WHAT THE TASK REQUIRES: Once the line with "Each instance receives one keypoint. Annotate the drainage" is found, repeat exactly that line and every one after it until the data below ends, including the last line.

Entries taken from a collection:
::::
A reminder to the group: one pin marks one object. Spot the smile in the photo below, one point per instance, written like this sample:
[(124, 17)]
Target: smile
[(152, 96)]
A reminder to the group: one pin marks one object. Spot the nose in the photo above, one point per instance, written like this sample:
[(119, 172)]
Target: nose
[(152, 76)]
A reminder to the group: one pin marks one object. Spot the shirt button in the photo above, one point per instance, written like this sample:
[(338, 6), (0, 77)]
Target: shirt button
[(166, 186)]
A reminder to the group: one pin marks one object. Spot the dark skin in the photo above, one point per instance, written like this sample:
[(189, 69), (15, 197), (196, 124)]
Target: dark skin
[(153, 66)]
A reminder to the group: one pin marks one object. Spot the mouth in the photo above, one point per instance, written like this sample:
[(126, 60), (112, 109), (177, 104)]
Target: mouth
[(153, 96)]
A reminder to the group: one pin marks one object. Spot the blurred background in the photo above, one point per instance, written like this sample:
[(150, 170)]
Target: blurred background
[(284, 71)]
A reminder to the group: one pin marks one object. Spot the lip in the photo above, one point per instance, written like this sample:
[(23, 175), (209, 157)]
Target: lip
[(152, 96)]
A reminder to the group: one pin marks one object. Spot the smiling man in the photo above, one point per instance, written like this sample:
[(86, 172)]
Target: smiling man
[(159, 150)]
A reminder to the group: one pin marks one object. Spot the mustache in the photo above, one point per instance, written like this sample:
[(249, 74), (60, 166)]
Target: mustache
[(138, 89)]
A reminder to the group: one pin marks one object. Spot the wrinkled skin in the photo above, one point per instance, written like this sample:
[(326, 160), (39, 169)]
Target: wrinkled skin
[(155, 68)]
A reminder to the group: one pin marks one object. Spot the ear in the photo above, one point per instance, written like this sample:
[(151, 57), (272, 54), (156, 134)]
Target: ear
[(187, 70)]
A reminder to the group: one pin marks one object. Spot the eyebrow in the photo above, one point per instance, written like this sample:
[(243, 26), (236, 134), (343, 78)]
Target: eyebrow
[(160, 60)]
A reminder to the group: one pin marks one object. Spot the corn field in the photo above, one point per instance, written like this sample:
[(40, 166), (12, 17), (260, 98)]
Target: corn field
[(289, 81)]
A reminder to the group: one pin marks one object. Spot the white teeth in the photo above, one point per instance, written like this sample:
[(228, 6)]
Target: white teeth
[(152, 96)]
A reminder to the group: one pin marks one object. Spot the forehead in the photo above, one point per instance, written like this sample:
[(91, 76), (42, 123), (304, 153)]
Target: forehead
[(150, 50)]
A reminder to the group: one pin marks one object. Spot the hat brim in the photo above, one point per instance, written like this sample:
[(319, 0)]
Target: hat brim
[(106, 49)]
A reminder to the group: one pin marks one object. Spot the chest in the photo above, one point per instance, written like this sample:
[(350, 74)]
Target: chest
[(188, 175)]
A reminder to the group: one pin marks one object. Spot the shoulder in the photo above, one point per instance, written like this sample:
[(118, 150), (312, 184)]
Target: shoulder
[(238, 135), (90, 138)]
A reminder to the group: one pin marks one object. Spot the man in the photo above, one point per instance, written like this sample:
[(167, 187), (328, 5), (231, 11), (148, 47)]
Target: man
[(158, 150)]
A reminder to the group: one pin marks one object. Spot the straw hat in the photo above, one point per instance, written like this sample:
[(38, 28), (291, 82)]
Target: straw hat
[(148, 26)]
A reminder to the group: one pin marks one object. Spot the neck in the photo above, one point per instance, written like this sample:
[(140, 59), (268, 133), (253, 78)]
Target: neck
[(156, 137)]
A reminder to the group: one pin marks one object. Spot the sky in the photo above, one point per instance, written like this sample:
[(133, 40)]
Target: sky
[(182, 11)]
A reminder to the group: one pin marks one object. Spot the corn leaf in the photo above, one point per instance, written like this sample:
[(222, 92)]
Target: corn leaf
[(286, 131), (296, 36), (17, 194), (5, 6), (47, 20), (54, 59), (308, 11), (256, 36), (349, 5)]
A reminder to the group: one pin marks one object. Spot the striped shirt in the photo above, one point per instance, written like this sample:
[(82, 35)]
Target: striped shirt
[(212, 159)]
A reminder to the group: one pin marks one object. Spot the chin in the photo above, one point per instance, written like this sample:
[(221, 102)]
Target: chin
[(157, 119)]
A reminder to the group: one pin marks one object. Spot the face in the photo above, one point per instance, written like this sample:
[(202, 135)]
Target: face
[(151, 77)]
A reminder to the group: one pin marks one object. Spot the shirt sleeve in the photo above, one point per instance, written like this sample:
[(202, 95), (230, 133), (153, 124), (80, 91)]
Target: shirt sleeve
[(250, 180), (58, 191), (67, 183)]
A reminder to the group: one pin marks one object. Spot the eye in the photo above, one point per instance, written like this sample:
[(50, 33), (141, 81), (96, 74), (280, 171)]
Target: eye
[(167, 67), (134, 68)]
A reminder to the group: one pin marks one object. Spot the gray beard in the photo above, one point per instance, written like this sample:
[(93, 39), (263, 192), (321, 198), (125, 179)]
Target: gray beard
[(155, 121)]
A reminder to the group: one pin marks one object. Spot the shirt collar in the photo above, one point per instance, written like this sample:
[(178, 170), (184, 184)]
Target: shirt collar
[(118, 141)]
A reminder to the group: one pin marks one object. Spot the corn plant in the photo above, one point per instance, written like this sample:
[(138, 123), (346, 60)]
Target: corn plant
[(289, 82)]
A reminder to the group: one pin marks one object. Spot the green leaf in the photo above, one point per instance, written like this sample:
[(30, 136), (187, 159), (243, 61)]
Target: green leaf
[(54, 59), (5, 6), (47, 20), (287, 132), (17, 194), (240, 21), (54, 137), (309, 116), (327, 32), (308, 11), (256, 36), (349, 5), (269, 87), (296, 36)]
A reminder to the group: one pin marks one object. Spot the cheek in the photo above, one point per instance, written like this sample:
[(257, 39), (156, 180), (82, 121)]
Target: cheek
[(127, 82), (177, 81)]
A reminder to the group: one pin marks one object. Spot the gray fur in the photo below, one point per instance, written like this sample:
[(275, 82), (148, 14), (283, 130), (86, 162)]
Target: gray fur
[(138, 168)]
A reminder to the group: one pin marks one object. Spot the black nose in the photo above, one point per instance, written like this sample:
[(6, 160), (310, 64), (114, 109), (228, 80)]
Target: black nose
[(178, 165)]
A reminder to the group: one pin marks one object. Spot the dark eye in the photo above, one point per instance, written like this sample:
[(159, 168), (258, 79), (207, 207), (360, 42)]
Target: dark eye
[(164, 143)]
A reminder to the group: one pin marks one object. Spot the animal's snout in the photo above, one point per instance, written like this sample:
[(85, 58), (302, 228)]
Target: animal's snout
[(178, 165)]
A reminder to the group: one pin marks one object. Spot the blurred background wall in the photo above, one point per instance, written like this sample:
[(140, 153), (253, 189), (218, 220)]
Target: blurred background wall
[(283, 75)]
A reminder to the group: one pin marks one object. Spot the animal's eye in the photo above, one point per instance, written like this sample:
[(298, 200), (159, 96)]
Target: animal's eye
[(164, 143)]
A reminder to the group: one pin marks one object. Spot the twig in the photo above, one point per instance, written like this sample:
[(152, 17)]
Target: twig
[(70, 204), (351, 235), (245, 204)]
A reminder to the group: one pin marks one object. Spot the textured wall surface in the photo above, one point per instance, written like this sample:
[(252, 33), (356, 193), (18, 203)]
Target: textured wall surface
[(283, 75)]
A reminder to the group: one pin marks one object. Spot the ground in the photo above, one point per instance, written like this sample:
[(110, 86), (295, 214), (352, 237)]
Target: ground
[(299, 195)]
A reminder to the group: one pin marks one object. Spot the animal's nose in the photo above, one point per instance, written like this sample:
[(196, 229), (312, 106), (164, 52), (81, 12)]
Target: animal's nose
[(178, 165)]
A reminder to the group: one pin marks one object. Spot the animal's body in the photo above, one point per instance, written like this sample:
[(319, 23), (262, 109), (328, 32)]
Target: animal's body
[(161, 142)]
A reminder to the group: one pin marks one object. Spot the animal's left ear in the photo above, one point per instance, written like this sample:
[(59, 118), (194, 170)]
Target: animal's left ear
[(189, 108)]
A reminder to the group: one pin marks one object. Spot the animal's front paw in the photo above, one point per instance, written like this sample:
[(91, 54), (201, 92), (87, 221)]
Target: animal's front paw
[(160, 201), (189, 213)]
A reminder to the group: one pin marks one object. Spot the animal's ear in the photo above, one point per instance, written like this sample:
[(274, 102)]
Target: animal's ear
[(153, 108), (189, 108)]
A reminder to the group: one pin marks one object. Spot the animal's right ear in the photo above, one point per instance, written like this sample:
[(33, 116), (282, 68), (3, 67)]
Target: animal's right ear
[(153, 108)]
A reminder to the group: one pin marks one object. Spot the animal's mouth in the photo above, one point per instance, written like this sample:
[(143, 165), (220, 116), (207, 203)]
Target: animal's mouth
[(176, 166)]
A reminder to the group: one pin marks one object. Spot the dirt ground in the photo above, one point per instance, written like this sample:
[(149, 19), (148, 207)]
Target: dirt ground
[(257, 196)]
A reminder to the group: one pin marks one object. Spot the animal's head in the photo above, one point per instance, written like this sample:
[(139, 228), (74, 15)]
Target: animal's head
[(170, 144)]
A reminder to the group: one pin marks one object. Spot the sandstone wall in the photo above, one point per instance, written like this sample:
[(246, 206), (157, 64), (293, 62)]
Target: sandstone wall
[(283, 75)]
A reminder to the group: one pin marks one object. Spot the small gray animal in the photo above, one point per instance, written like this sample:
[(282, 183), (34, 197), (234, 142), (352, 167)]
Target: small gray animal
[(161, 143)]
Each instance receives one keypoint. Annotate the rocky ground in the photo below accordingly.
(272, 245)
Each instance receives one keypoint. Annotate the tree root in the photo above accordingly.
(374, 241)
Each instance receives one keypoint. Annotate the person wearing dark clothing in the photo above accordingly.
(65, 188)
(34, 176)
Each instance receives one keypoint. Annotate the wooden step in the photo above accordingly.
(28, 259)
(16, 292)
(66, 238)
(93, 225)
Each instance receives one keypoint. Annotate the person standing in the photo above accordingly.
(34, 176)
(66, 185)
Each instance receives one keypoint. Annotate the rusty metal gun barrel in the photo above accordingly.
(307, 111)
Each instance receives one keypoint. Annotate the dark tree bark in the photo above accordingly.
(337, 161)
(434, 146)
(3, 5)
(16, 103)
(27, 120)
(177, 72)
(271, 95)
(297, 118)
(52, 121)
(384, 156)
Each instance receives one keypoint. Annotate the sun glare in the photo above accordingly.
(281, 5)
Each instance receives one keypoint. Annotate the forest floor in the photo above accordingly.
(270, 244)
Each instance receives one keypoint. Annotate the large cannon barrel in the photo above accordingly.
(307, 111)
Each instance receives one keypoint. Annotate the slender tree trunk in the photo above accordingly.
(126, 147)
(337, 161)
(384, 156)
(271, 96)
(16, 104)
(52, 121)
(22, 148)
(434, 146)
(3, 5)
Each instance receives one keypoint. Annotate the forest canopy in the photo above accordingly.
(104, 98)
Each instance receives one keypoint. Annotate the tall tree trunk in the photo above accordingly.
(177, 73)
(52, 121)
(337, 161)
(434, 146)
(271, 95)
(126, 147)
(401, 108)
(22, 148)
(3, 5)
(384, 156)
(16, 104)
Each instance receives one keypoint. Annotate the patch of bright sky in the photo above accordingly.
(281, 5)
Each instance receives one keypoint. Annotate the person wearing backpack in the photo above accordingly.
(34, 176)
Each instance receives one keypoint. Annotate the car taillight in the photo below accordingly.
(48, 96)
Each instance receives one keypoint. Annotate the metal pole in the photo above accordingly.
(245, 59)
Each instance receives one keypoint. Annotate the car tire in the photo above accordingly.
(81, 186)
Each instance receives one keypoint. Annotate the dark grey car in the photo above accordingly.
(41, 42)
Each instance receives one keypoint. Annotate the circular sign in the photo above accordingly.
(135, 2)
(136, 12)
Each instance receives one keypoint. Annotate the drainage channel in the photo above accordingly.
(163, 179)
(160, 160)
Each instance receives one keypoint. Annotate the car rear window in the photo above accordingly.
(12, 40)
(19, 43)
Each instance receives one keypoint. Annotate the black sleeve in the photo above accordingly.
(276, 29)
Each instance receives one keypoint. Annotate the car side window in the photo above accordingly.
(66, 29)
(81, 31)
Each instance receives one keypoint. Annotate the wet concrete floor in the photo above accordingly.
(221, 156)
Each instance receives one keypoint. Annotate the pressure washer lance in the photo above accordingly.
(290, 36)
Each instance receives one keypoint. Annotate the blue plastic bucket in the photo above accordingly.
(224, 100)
::::
ANSWER BOX:
Each instance receives one keypoint. Annotate the drainage channel in the photo above accordingly.
(163, 179)
(160, 160)
Each instance receives one keypoint. Annotate the car rear window in the photo above accordingly.
(12, 40)
(19, 43)
Each instance receives one keypoint. Annotate the black sleeve in the photo above accordingly.
(276, 29)
Each instance receives one keypoint. Annotate the car side window in the photo above accordingly.
(66, 29)
(81, 31)
Each instance receives one keypoint. Annotate the wet concrete floor in the photo above accordingly.
(221, 156)
Each instance receives one keypoint. Annotate the pressure washer lance in the photo above accordingly.
(290, 36)
Each instance receives one keypoint. Annotate the blue plastic bucket in the photo above accordingly.
(224, 100)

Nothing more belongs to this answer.